TASK DATA:
Content starts
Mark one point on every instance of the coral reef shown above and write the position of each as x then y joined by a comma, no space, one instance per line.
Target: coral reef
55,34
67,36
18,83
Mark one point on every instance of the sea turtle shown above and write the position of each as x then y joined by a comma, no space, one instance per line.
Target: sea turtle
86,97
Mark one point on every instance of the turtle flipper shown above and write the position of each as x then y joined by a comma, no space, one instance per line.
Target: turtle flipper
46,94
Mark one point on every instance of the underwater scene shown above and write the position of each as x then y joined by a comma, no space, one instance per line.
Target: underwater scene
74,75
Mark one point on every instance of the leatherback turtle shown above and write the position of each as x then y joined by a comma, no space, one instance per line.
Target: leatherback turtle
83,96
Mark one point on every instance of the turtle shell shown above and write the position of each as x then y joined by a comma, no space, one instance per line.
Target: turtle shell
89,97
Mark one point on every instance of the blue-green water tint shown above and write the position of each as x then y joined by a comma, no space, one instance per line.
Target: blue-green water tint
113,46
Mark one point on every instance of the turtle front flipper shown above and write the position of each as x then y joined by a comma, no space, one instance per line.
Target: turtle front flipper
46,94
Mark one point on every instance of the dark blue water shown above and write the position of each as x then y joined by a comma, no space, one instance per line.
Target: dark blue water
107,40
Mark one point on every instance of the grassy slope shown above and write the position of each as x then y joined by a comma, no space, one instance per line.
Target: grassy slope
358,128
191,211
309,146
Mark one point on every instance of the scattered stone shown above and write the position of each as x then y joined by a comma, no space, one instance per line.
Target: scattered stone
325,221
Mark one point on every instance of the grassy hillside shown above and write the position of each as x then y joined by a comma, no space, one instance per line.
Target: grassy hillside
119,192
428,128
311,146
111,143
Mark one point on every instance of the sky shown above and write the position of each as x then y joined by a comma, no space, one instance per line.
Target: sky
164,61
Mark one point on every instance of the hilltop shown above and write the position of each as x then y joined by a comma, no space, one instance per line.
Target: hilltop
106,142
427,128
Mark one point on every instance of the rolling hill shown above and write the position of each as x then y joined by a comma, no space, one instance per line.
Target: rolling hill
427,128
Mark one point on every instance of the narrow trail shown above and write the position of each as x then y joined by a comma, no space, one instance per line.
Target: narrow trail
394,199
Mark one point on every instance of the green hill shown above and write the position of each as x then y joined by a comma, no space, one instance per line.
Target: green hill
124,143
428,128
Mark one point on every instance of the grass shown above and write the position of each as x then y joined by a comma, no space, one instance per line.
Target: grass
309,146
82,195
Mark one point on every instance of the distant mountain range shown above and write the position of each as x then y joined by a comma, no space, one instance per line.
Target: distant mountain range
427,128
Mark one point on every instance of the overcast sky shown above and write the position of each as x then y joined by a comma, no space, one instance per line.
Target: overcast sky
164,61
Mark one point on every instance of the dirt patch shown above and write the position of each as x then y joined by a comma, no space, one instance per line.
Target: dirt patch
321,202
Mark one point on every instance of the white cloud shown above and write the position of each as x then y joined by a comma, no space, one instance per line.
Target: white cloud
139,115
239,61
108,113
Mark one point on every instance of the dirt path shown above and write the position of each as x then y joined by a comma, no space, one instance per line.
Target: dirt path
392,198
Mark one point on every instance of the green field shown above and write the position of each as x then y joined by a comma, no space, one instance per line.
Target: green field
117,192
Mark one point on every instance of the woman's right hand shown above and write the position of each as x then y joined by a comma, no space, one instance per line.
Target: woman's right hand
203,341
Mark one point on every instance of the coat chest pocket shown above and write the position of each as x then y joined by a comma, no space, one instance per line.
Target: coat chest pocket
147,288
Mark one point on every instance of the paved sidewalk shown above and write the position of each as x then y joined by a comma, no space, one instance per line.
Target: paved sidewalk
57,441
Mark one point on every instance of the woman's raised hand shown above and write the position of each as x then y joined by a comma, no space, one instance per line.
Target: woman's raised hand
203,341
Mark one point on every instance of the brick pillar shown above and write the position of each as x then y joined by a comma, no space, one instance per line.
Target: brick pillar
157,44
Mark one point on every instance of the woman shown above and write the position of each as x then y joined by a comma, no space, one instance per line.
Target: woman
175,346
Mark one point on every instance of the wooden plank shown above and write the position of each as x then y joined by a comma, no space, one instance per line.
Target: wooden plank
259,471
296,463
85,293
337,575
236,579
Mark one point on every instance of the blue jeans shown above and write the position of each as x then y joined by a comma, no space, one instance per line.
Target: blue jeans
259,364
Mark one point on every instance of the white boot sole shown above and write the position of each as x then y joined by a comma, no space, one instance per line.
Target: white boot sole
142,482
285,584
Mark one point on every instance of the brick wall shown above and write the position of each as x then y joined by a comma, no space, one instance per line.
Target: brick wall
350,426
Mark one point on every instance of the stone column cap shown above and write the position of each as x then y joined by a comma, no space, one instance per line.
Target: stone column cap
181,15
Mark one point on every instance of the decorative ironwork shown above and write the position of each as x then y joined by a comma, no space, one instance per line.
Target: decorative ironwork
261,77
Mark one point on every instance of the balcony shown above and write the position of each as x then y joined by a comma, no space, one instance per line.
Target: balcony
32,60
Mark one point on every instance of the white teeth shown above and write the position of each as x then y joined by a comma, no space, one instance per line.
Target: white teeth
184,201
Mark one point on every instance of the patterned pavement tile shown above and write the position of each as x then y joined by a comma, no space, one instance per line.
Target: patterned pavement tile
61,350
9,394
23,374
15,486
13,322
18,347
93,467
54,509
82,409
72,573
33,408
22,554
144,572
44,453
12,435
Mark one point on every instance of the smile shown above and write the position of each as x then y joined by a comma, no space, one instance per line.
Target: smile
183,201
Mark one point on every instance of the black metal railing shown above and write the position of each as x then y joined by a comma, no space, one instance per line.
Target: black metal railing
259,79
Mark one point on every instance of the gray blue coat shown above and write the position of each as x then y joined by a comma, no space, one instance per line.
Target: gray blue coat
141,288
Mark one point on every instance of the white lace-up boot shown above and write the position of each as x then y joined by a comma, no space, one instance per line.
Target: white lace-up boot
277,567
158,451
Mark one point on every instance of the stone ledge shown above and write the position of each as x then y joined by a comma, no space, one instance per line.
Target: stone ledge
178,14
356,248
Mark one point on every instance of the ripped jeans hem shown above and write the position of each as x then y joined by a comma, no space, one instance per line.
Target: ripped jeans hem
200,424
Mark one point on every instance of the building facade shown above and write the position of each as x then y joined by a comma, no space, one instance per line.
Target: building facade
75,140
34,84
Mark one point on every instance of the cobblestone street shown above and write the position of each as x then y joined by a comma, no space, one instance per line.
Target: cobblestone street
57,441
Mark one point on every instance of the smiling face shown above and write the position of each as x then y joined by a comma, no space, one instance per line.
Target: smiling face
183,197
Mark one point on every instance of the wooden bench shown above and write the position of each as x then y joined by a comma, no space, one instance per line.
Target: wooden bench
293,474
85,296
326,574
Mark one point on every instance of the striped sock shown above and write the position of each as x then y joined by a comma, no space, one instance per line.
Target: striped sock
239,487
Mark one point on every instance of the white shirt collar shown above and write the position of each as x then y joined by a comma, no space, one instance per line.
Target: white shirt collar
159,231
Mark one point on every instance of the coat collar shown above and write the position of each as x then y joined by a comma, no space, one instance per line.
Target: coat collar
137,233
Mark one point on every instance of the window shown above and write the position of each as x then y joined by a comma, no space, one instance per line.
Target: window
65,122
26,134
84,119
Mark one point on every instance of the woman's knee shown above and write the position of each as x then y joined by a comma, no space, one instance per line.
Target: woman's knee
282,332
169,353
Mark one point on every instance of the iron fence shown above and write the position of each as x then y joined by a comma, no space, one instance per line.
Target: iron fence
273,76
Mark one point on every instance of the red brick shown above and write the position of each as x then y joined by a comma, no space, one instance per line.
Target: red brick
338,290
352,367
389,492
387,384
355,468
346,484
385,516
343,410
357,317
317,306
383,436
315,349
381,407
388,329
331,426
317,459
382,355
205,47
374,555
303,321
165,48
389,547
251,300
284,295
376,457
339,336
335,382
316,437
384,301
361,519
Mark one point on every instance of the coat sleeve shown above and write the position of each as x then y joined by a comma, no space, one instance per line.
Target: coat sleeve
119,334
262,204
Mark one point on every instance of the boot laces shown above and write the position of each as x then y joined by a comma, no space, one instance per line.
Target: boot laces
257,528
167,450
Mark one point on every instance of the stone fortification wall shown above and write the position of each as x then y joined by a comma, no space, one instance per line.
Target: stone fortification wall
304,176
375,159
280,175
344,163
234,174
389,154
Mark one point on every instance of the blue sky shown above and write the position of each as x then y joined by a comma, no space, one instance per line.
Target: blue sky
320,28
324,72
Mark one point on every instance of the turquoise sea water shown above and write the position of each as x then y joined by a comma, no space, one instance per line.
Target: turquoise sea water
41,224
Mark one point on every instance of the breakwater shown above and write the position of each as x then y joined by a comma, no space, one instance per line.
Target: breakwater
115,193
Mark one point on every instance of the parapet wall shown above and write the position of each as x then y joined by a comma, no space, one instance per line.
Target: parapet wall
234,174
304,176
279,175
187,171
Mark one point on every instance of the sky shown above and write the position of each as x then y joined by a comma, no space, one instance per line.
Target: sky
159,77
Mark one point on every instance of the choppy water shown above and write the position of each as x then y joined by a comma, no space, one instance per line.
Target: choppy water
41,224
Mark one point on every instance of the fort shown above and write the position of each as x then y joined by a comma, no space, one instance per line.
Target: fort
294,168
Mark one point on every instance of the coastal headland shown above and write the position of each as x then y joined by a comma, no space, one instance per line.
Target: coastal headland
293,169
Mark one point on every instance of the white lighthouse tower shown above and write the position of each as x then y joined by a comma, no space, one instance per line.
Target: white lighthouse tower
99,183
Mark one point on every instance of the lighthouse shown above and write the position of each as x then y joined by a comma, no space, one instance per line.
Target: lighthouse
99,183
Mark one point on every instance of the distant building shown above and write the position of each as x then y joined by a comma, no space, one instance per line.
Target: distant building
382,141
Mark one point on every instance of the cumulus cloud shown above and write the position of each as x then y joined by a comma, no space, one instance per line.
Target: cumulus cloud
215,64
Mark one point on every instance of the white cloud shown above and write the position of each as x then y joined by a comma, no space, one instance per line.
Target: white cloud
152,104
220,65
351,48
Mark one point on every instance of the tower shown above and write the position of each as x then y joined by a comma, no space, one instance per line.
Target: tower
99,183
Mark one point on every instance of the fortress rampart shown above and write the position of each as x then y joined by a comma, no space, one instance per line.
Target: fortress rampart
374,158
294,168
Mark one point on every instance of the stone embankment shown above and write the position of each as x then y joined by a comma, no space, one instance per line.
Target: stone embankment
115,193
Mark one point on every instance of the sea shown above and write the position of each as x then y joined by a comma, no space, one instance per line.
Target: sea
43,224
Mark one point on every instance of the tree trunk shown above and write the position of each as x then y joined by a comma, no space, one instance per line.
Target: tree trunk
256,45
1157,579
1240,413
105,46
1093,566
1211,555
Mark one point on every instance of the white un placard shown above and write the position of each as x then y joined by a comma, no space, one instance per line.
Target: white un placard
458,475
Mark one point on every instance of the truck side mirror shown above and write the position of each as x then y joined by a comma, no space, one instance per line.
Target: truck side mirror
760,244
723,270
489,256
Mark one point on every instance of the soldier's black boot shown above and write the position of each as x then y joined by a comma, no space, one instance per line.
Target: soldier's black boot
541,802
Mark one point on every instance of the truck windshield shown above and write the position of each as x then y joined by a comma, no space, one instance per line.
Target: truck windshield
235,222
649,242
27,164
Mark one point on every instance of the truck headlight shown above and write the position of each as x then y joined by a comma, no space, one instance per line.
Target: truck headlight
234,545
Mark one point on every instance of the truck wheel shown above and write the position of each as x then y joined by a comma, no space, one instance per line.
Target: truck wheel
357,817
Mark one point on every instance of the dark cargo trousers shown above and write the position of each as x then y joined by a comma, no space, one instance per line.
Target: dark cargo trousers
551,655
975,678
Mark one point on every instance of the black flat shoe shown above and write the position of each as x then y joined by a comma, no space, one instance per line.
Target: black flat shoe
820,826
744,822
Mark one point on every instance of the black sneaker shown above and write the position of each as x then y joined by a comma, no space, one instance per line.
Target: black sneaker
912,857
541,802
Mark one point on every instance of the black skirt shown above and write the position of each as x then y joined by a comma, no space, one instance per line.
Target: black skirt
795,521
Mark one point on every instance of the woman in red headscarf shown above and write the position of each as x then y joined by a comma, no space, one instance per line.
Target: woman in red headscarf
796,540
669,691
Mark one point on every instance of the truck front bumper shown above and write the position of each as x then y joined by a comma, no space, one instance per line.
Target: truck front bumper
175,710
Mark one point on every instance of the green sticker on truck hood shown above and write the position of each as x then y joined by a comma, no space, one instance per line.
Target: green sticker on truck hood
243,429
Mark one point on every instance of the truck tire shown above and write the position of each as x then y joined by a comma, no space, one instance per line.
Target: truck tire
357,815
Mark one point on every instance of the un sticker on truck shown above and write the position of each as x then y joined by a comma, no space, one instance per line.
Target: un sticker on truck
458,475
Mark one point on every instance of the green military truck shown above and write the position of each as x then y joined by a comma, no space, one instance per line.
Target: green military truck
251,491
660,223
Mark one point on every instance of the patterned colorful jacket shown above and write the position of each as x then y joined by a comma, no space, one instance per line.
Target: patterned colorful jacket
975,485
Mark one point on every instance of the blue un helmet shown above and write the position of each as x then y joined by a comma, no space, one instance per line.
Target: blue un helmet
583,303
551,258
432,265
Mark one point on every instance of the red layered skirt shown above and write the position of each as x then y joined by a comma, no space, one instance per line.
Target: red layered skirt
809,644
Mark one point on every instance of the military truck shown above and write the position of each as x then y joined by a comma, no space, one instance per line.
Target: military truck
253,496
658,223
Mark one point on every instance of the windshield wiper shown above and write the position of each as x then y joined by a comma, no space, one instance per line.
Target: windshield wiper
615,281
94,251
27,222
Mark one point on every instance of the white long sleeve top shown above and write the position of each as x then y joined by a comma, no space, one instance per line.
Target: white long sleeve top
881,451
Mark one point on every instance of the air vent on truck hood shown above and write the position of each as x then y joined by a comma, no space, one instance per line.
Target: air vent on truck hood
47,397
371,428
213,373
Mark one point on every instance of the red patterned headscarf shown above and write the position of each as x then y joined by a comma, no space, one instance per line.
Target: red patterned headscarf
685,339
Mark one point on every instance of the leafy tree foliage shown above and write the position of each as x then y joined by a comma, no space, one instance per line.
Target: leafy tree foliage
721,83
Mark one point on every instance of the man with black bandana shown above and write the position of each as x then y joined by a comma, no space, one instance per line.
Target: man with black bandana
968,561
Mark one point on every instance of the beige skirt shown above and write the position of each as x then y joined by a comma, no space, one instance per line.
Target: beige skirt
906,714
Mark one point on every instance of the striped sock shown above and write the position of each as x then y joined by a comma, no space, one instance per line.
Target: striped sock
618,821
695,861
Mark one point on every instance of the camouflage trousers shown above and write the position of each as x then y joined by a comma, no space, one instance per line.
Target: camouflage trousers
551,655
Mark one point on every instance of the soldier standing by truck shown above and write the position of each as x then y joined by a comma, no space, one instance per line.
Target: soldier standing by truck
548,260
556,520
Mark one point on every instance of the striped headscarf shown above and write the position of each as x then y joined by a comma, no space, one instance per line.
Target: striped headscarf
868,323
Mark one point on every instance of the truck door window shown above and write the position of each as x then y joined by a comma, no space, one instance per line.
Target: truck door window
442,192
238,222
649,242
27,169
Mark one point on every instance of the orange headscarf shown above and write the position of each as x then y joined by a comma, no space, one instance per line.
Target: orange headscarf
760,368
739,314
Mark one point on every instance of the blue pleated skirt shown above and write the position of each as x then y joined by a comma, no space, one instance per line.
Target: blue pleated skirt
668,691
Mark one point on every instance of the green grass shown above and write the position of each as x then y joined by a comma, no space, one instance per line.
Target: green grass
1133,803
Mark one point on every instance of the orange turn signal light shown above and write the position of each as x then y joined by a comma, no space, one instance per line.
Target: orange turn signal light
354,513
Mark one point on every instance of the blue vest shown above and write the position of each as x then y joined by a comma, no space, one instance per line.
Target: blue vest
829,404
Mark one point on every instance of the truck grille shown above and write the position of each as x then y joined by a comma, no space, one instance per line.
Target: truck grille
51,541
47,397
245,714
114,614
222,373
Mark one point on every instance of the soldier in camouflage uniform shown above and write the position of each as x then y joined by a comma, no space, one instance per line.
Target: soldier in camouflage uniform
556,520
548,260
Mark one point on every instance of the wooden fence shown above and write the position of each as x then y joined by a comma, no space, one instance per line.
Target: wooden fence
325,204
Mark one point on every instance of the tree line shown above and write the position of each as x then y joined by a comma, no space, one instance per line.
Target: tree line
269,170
Content ends
WHAT YOU WILL DO: Copy out the lines above, from the one holding "Target: soldier in camouflage uniform" through the final line, with no other lines.

ANSWER TO THIS EXERCISE:
Target: soldier in camouflage uniform
556,520
548,260
Mark one point on every instance of the wooden fence shown above and write the position of each as x then y joined by a comma, no space, one instance per line.
Target: wooden fence
325,204
Mark one point on every instance of the tree line shown above and write the position of each as x then y joined by a comma, no space, one instance per line.
Target: tree line
269,170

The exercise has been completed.